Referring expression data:
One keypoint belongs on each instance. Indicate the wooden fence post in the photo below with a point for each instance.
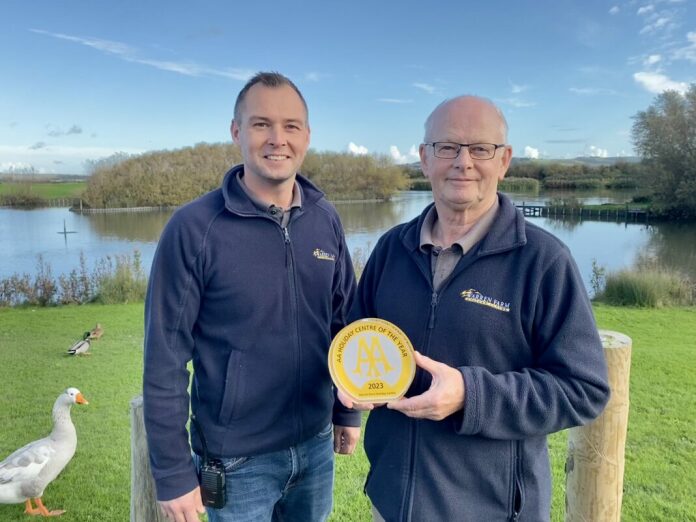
(144, 506)
(595, 461)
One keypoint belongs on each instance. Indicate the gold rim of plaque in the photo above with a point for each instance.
(372, 360)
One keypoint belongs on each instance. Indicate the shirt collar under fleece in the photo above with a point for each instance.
(277, 213)
(465, 242)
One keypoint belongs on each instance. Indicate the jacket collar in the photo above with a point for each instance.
(507, 230)
(237, 201)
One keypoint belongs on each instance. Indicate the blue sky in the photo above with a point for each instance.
(82, 80)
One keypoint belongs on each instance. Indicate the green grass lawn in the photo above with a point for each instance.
(46, 190)
(660, 452)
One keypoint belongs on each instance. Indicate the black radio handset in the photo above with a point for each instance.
(211, 475)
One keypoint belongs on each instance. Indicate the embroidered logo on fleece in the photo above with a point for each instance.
(320, 254)
(474, 296)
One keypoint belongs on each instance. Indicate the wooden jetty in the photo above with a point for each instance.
(571, 212)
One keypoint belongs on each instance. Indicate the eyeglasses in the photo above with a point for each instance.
(448, 150)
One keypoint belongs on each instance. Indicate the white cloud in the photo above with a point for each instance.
(357, 149)
(596, 152)
(394, 100)
(516, 89)
(430, 89)
(652, 60)
(688, 52)
(130, 54)
(657, 83)
(531, 152)
(517, 102)
(404, 158)
(56, 158)
(18, 167)
(591, 91)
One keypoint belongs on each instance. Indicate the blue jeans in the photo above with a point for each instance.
(290, 485)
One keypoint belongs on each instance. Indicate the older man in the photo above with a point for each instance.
(509, 351)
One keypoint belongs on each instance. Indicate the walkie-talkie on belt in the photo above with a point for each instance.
(211, 475)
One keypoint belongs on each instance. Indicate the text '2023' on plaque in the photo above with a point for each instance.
(372, 360)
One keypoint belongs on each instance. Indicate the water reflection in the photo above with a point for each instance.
(138, 226)
(26, 234)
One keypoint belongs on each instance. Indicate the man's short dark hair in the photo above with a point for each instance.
(269, 79)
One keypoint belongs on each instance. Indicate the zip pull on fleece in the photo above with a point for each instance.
(433, 305)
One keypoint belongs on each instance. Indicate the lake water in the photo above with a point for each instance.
(25, 234)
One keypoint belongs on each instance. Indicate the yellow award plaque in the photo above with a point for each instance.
(371, 360)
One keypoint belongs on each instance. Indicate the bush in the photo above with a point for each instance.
(519, 185)
(648, 287)
(121, 280)
(114, 280)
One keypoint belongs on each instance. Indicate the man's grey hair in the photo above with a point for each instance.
(269, 79)
(503, 121)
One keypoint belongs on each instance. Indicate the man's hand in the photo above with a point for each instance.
(345, 439)
(184, 508)
(443, 398)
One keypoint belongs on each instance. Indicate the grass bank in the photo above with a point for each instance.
(44, 190)
(660, 453)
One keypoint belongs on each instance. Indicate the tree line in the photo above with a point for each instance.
(174, 177)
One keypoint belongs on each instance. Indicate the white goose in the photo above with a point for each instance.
(27, 471)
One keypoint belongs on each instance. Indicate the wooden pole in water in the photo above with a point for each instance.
(595, 461)
(144, 506)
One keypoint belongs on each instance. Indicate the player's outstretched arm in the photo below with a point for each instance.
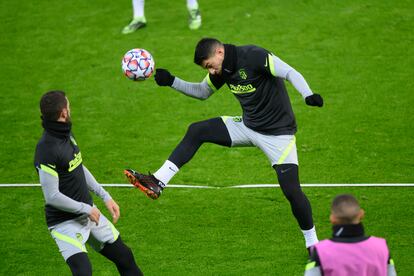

Aim of the exercise:
Each record above is to be restated exactly, with its pictures removed from the copy.

Reply to the task:
One keypoint belongs on each instance. Indicate the wooden fence post in the photo below with a point for each instance.
(144, 506)
(595, 461)
One keypoint belongs on each instance. Indicate the gold rim of plaque in the photo above with a point for each instance.
(372, 360)
One keypoint belongs on each instance. Indicate the shirt collar under fleece in the photo above with a point for each instance.
(277, 213)
(465, 242)
One keypoint belongs on each instance. Indicate the jacket collar in the photo above with a point for each instance.
(507, 230)
(237, 201)
One keypoint belongs on each instance. Indicate the blue sky in the photo above with a point for each instance.
(82, 80)
One keypoint belongs on each instance. Indicate the green grass lawn in the photo above with a point for each instance.
(46, 190)
(660, 452)
One keypoint belongs on each instance. Indicate the black radio handset in the photo above with a point for each instance.
(211, 475)
One keypoint belongs on each instance. Indicate the embroidered logo on fleece in the photo above with a point for each instance.
(320, 254)
(474, 296)
One keypoint belongs on each instance. Indicate the wooden jetty in the photo above with a point for each instance.
(571, 212)
One keypoint belongs on each instance. Indicate the eyeglasses in the photo above with a point for each instance.
(448, 150)
One keypoint belongs on each instance. Indicate the white cloud in the photo above with a point for each instance.
(357, 149)
(596, 152)
(394, 100)
(516, 89)
(430, 89)
(652, 60)
(688, 52)
(130, 54)
(657, 83)
(531, 152)
(517, 102)
(404, 158)
(56, 158)
(18, 167)
(591, 91)
One keypoint belongs on each instance. Indicate the blue jeans in the photo above with a point for each instance.
(290, 485)
One keypoint belongs on each instance. Indicate the older man in the photo above with a point for each instance.
(509, 351)
One keypoint belongs on each instance. Indicate the walkie-talkie on belt in the photo above with a point for each instance.
(211, 475)
One keypoint belongs on each instance. Indicate the text '2023' on plaque in the photo above with a point for each instance.
(372, 360)
One keypoint belongs on each instance. Indicate the water reflection in the photo above with a point for each instance.
(138, 226)
(26, 234)
One keypoint belongs on each instance. Indicate the man's short dark hair in the photo above with a point for each instance.
(269, 79)
One keypoint belongs on each instance. Indicate the zip pull on fleece in the photo above with a point for each instance.
(433, 305)
One keypoint belongs on each instance. Indicate the lake water in the photo above with a point for each instance.
(25, 234)
One keypoint belongs on each instance. Indicate the yellow award plaque in the photo above with a point for each instance.
(371, 360)
One keypoint belongs on each instance. Indicate the bush in the photo above with a point for each instance.
(519, 185)
(648, 287)
(121, 280)
(114, 280)
One keypoint belongs on each instance. Indicate the man's grey hair in the photo above with a point for each instance.
(269, 79)
(503, 121)
One keypoint belongs on each instance. Indicate the man's hand in the photo above with a point for each instance.
(345, 439)
(184, 508)
(443, 398)
One keypoint belongs on each instance. Indicate the grass bank in the photo above with a point for each instance.
(44, 190)
(660, 453)
One keypoint belongs on each instance. Indicate the tree line in the photo above with a point for each instance.
(174, 177)
One keypoint belongs on each instance. Indicate the white goose in the photo above with a point for each instance.
(27, 471)
One keypoint belongs on each instance. Indicate the wooden pole in water in the photo above with a point for each instance.
(595, 461)
(144, 506)
One keypoint belongs on each instance. Indicate the player's outstretched arm in the photo below with a point for each instance.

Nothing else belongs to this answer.